Task brief ::
Copy out the comment thread on toddler birthday parties word for word, in full.

----- Source extract -----

I’m definitely leaning toward pushing it to the 11 start time for my august kid. Gonna get hot. I think 11 gives the 3ish hour drivers a not too early start on the road. And kid can check out and have a nap after most people have left.
Anon says
The best toddler party time is 10-12. I’d shoot for that timeframe to avoid cranky toddlers and hot temps. If your party started at 2 that would probably mean that my kid’s nap time would have to be cut short, which would just be a recipe for disaster and we may decline the invite for that reason. Agree with other posters to tell family they are welcome to stay later
Anon says
I actually have a theory that 1.5 hours is the ideal length for a toddler birthday. Goes up to 2 hours around 5 or 6.
Anon says
3 isn’t really a toddler though. I think for actual toddlers (1-2 year olds), an hour or hour and a half is about right, but by age 3-4 two hours is fine, and totally normal where I live. This year we’ve mostly gone to fifth birthdays and although most were scheduled as two hours, the kids have not wanted to stop playing at the end. We were invited to a four hour (outdoor) one and the kids had a blast.
Anon says
Speaking of birthday parties, I just went to a preschool birthday party that had Popeye’s fried chicken (and pizza for the pickier kids) and I thought it was brilliant. It avoids the political quagmire of Chik Fil A and it’s much tastier chicken anyway. Totally stealing this for our next party.
Anon says
Oh man my suburban crowd would NOT be ok with their organic low sugar kids getting Popeyes at a bday party. I actually cannot fathom that ever happening at one of our events. But it’s a bday party my husband and I would be glad to attend!
Anon says
Is it really that much different than pizza? Totally get that it’s not organic or low sugar, but neither is the pizza served at every party. It was mostly eaten by adults anyway.
Anon says
This is excellent! I’ll have to remember this. And yes, Popeye’s is way better. Just thinking about the spicy chicken sandwich…
I also wonder if the Popeye’s love is a big regional thing, too – like obviously in Louisiana it’s a no-brainer, and I live in Houston (NOLA’s cousin city), so it’s a well-loved chain here. I’ve seen others mention Cane’s which we have but Popeye’s is way more popular.

----- Given records -----

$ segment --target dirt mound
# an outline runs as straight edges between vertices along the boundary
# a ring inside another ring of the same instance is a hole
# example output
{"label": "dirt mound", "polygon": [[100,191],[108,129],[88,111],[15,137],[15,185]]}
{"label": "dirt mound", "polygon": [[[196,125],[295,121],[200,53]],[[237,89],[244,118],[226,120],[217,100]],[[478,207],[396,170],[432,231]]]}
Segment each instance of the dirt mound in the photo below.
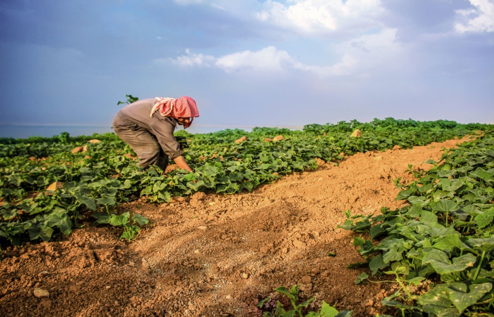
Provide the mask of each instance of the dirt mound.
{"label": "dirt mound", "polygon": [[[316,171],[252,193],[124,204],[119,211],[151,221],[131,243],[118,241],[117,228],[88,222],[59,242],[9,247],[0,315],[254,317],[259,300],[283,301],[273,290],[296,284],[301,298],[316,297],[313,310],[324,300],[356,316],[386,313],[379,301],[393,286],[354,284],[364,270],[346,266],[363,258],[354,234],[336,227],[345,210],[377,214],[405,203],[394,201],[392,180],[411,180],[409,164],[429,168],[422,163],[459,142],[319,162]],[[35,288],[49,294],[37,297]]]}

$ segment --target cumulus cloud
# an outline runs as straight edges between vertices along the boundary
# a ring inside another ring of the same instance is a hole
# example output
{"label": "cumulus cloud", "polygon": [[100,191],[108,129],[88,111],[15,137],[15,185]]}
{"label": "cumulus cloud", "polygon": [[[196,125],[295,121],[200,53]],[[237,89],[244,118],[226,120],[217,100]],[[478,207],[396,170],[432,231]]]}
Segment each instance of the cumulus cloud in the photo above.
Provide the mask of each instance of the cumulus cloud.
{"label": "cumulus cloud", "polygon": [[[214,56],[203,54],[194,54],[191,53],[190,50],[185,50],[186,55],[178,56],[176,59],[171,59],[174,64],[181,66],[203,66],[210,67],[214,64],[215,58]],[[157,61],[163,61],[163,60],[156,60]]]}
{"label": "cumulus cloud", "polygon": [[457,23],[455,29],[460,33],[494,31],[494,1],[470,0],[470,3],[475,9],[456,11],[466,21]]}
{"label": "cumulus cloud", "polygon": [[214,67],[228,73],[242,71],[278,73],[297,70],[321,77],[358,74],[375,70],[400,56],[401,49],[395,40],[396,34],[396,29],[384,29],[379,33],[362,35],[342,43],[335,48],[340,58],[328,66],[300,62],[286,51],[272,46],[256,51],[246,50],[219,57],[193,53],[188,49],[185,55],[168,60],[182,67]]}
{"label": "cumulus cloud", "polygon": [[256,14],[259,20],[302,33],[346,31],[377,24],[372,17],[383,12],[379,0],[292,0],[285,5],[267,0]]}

-----
----- Given records -----

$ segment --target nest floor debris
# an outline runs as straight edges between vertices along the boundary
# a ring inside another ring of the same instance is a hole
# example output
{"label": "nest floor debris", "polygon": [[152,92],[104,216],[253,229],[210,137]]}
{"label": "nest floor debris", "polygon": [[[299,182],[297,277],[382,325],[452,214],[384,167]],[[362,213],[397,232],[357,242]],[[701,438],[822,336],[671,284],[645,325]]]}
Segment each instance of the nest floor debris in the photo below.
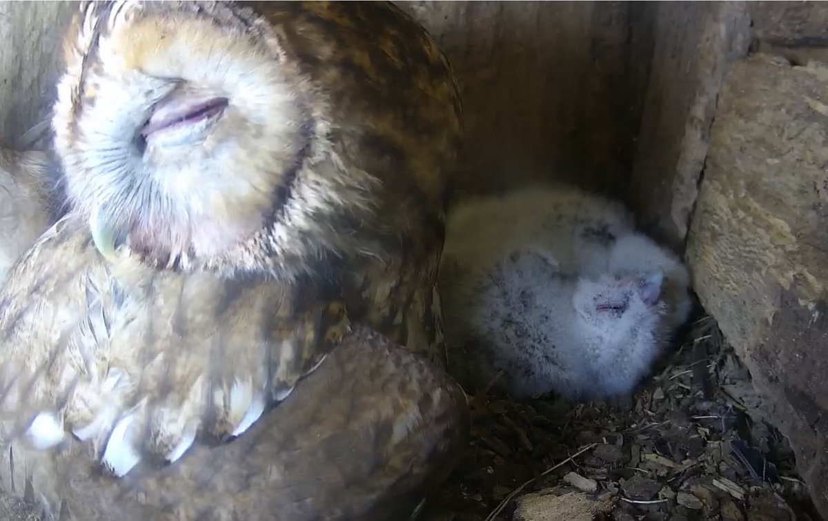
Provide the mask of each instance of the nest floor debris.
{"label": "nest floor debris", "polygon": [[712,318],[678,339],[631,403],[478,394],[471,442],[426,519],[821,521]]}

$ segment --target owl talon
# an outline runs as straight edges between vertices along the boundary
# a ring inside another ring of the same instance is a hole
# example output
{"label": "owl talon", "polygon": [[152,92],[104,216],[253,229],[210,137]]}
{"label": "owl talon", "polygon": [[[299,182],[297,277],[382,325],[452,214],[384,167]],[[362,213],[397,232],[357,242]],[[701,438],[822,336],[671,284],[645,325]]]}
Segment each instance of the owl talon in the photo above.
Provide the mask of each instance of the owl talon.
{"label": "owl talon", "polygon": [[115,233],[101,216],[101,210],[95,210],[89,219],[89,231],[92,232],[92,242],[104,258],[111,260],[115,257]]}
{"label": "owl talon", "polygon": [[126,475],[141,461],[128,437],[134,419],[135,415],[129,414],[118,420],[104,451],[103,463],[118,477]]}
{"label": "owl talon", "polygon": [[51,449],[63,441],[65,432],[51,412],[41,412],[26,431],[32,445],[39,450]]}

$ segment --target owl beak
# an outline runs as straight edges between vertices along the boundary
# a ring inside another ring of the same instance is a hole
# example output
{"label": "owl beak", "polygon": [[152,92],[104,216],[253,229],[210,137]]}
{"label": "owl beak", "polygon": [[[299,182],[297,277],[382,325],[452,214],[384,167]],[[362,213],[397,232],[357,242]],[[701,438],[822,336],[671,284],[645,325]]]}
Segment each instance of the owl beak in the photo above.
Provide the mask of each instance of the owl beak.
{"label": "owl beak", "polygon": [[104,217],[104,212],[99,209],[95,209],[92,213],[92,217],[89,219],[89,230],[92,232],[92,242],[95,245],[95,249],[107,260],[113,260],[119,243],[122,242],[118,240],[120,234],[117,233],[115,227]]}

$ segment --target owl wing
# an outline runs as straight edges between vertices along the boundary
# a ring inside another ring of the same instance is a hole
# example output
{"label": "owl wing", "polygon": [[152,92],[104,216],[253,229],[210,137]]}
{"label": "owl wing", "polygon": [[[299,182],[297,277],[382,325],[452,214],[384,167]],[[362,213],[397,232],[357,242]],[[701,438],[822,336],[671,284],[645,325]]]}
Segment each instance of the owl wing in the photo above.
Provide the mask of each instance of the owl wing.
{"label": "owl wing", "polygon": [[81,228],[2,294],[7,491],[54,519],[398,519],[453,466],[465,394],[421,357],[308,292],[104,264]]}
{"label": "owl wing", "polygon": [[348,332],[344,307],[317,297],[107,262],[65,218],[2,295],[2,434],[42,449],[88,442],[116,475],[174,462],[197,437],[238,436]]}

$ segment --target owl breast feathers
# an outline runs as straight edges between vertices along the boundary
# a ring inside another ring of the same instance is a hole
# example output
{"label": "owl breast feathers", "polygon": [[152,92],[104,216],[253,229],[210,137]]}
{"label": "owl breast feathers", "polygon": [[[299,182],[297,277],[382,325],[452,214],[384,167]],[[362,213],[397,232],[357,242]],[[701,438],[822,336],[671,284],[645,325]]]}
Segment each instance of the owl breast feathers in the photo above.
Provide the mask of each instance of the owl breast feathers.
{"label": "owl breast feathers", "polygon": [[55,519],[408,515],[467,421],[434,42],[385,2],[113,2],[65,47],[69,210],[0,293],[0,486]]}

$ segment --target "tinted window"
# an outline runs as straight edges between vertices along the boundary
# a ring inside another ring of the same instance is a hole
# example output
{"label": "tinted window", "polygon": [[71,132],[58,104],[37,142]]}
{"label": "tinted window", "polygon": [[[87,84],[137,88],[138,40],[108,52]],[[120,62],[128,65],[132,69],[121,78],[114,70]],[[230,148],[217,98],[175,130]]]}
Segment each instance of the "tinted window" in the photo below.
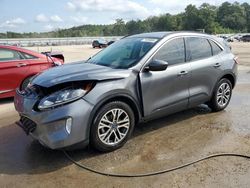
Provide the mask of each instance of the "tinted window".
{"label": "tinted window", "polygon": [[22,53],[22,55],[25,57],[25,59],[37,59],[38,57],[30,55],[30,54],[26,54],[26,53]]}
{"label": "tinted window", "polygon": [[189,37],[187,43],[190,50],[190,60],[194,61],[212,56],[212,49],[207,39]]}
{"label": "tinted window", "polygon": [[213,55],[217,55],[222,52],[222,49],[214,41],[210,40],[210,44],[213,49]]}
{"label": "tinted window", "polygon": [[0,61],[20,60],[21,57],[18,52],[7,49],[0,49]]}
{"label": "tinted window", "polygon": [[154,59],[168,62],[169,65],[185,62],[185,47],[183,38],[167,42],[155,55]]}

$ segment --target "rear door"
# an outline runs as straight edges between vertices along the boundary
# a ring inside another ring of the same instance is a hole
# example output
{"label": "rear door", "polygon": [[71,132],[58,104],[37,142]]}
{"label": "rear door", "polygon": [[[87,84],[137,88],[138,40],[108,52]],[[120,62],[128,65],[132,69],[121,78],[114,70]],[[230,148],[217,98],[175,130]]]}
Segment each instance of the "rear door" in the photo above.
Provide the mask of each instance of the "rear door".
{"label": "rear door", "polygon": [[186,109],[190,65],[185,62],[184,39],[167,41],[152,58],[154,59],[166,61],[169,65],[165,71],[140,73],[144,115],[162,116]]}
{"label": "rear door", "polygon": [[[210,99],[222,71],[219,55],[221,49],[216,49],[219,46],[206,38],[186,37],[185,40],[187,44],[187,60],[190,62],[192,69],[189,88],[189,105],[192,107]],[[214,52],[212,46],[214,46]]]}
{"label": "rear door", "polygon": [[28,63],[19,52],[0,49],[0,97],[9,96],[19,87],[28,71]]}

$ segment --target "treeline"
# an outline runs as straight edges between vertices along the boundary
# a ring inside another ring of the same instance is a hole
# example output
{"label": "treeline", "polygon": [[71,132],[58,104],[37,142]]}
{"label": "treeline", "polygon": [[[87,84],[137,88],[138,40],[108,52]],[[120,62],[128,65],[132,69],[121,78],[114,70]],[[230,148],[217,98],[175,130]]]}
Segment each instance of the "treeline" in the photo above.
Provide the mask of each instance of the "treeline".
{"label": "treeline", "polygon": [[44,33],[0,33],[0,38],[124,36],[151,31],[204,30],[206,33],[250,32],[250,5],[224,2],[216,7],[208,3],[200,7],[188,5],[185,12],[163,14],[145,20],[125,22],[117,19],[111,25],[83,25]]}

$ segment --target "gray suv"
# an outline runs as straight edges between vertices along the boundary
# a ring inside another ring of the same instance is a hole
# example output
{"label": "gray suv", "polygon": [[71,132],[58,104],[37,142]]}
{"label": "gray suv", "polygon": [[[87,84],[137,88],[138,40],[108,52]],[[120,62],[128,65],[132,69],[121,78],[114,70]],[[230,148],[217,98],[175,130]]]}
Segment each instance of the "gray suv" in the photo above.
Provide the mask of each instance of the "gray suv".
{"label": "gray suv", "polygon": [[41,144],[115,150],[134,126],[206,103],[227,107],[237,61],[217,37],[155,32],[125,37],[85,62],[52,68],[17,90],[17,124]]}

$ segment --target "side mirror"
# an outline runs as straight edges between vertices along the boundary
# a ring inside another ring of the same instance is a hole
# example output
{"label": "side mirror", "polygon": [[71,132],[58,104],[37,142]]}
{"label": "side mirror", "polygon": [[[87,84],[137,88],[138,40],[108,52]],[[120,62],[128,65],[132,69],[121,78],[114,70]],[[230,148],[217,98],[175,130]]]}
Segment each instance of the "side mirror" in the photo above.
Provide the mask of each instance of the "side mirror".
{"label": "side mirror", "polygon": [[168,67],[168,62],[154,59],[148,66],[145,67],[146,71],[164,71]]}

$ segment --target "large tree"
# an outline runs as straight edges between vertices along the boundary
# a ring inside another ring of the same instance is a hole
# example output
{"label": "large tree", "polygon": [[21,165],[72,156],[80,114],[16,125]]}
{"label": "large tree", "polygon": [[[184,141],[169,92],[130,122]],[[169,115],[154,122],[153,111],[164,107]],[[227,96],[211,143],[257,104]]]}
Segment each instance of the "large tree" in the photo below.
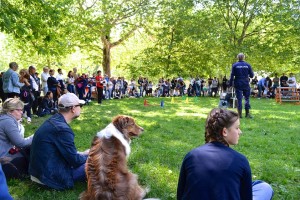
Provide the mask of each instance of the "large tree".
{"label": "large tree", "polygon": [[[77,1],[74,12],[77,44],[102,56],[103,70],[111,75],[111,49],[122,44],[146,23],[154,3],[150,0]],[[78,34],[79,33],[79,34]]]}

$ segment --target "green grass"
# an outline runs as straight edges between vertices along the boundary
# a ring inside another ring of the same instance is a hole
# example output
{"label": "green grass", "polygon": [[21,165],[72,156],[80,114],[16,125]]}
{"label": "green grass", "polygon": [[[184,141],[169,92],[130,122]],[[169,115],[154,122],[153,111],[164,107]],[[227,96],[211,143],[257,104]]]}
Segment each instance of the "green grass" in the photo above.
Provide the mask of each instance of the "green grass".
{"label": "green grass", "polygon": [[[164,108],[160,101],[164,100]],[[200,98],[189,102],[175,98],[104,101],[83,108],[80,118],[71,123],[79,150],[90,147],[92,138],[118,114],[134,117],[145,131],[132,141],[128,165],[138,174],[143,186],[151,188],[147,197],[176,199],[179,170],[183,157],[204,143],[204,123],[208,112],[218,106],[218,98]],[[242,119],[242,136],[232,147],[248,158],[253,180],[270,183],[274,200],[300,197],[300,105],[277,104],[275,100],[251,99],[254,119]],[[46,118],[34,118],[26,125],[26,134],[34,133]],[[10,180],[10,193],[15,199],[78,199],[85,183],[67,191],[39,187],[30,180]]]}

-----

Exercise output ::
I’m definitely leaning toward pushing it to the 11 start time for my august kid. Gonna get hot. I think 11 gives the 3ish hour drivers a not too early start on the road. And kid can check out and have a nap after most people have left.
Anon says
The best toddler party time is 10-12. I’d shoot for that timeframe to avoid cranky toddlers and hot temps. If your party started at 2 that would probably mean that my kid’s nap time would have to be cut short, which would just be a recipe for disaster and we may decline the invite for that reason. Agree with other posters to tell family they are welcome to stay later
Anon says
I actually have a theory that 1.5 hours is the ideal length for a toddler birthday. Goes up to 2 hours around 5 or 6.
Anon says
3 isn’t really a toddler though. I think for actual toddlers (1-2 year olds), an hour or hour and a half is about right, but by age 3-4 two hours is fine, and totally normal where I live. This year we’ve mostly gone to fifth birthdays and although most were scheduled as two hours, the kids have not wanted to stop playing at the end. We were invited to a four hour (outdoor) one and the kids had a blast.
Anon says
Speaking of birthday parties, I just went to a preschool birthday party that had Popeye’s fried chicken (and pizza for the pickier kids) and I thought it was brilliant. It avoids the political quagmire of Chik Fil A and it’s much tastier chicken anyway. Totally stealing this for our next party.
Anon says
Oh man my suburban crowd would NOT be ok with their organic low sugar kids getting Popeyes at a bday party. I actually cannot fathom that ever happening at one of our events. But it’s a bday party my husband and I would be glad to attend!
Anon says
Is it really that much different than pizza? Totally get that it’s not organic or low sugar, but neither is the pizza served at every party. It was mostly eaten by adults anyway.
Anon says
This is excellent! I’ll have to remember this. And yes, Popeye’s is way better. Just thinking about the spicy chicken sandwich…
I also wonder if the Popeye’s love is a big regional thing, too – like obviously in Louisiana it’s a no-brainer, and I live in Houston (NOLA’s cousin city), so it’s a well-loved chain here. I’ve seen others mention Cane’s which we have but Popeye’s is way more popular.